Available records START

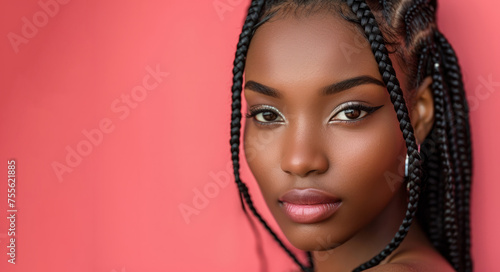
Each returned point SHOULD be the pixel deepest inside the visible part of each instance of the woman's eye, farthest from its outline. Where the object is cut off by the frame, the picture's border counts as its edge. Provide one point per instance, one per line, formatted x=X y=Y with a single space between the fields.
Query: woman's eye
x=265 y=115
x=351 y=114
x=354 y=112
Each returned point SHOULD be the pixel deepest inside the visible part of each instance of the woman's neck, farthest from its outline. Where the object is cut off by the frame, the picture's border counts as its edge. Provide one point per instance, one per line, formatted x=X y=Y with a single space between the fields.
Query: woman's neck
x=371 y=240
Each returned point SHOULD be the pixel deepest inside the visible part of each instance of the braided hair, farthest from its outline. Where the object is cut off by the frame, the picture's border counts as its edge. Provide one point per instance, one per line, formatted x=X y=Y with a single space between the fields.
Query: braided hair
x=440 y=170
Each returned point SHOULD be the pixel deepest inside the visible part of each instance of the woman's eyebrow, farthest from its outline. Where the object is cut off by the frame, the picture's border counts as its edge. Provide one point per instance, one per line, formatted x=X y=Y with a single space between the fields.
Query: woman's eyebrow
x=351 y=83
x=330 y=89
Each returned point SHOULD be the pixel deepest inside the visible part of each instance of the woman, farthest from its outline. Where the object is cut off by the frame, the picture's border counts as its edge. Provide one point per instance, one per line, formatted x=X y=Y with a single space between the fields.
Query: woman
x=362 y=169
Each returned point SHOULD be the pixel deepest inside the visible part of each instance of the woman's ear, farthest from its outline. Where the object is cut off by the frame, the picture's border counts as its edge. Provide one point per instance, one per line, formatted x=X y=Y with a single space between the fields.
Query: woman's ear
x=422 y=110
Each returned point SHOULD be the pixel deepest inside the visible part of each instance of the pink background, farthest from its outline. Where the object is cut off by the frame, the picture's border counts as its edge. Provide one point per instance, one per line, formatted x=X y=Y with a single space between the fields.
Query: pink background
x=119 y=207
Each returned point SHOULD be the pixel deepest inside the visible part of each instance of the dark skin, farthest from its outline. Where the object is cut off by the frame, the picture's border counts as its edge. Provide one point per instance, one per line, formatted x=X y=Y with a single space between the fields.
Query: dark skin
x=344 y=142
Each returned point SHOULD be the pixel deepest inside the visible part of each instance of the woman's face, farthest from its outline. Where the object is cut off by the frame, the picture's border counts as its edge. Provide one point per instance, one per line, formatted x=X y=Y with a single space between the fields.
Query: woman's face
x=321 y=121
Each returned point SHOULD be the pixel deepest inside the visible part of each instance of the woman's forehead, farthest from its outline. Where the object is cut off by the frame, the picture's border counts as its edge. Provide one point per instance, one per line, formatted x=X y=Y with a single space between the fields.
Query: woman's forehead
x=314 y=46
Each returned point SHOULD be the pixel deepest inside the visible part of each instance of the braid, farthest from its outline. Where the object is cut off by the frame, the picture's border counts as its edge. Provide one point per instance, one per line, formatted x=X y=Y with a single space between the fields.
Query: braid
x=239 y=65
x=372 y=31
x=460 y=124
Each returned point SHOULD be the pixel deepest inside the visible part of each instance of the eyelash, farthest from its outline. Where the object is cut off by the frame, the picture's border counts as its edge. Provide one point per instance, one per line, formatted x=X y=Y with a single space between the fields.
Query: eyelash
x=354 y=106
x=253 y=112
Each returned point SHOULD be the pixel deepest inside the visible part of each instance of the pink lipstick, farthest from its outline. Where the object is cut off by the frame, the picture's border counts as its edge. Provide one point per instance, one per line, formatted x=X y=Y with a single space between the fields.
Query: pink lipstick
x=308 y=205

Available records END

| The task |
Copy all records exactly; omit images.

| Answer to the exercise |
Each returned point SHOULD be the pixel deepest inside the visible part of each instance of the woman's eye, farthest from its outline. Where the object is cut off by the frame, the picture's border counts as its edge. Provide one point per instance, one per line, formatted x=X y=Y with a single space between the fields.
Query: woman's eye
x=265 y=115
x=351 y=114
x=354 y=112
Each returned point SHOULD be the pixel deepest inside the visible part of each instance of the woman's neck, farthest from its outline. Where the object is cut off by the frame, the picture's border counts as its edge. Provide one point per instance, one per line, formatted x=X y=Y with a single space between the fields.
Query: woman's neck
x=371 y=240
Each returned point SHOULD be the pixel deepest inside the visible part of each instance of the braided hair, farthest from its outline. Where the object is cut off by the frame, the picture's border counts as its edge. Provide one point per instance, one per line, formatted x=X y=Y with a single space between the fields.
Query: braided hair
x=440 y=170
Each returned point SHOULD be the pixel deepest inside the visible part of each instance of the woman's eyebrow, farthest from its outline. Where the object is cut off by the frame, the picture's border counts as its edge. Provide one point per instance, one per line, formatted x=X y=Y with a single space between the fields.
Query: woman's eyebrow
x=351 y=83
x=330 y=89
Each returned point SHOULD be the pixel deepest inside the visible part of each instance of the woman, farthest from its outline. Where the object is cut off by the frame, the picture's border counts as its edge. Provide one point per instance, one per line, formatted x=X y=Y with a single space between the fields.
Query: woman
x=362 y=169
Each returned point SHOULD be the pixel deepest inside the visible part of each instance of the woman's ear, farthest from its outline. Where the object is cut off by the frame, the picture's border counts as its edge. Provide one point per instance, one per line, formatted x=X y=Y with a single space between the fields.
Query: woman's ear
x=422 y=110
Each returned point SHOULD be the pixel deepest inside the visible part of each instance of the pink background, farthest from its outline. Where the object is cut off by the frame, the picture's border counts as its edge. Provide one point per instance, one per line, formatted x=X y=Y with a single space between the fields.
Query: pink background
x=119 y=207
Each returned point SHOULD be the pixel deepest inside the visible part of each instance of the dark skin, farthest from its outline. Where the object is cut off by the frame, the picture's border counts as its edge. Provide one point per instance, one per line, formatted x=X y=Y with a single space between the fields.
Query: dark skin
x=344 y=142
Each returned point SHOULD be the pixel deepest inside the visible part of each instance of the woman's face, farthest from its outline. Where the object is cut off by the frame, the picture's border counts as its edge. Provide one point per instance, one per line, formatted x=X y=Y with a single space between the fields.
Query: woman's face
x=321 y=121
Each returned point SHOULD be the pixel deepest inside the visible part of each instance of the woman's forehead, farthest from its outline. Where the object is cut off by the frame, the picture's border counts as its edge. Provide one point per instance, one per line, formatted x=X y=Y with a single space between the fields.
Query: woman's forehead
x=314 y=46
Each returned point SHOULD be the pixel deepest inside the visible part of each instance of the braid, farthest from its outline. Where the object is cut off by the frame, the picture's border counts as its edge. Provide one point per instance, one per line, formatted x=X y=Y with a single space between the fields.
Query: braid
x=239 y=65
x=372 y=31
x=460 y=124
Each returned point SHOULD be the pixel deepest inside the visible part of each instance of the eyelash, farthest from its outline. Where the object is cut off by the frame, the picture's border counts as its edge. Provide one point per instance, one per line, formatted x=X y=Y with a single space between the fields.
Query: eyelash
x=354 y=106
x=253 y=112
Each returned point SHOULD be the pixel deepest inside the visible part of each instance of the pink lipstick, farthest from its outline. Where the object is cut off by the frame, the picture's border counts as its edge. Provide one point per instance, one per line, formatted x=X y=Y with a single space between the fields.
Query: pink lipstick
x=308 y=205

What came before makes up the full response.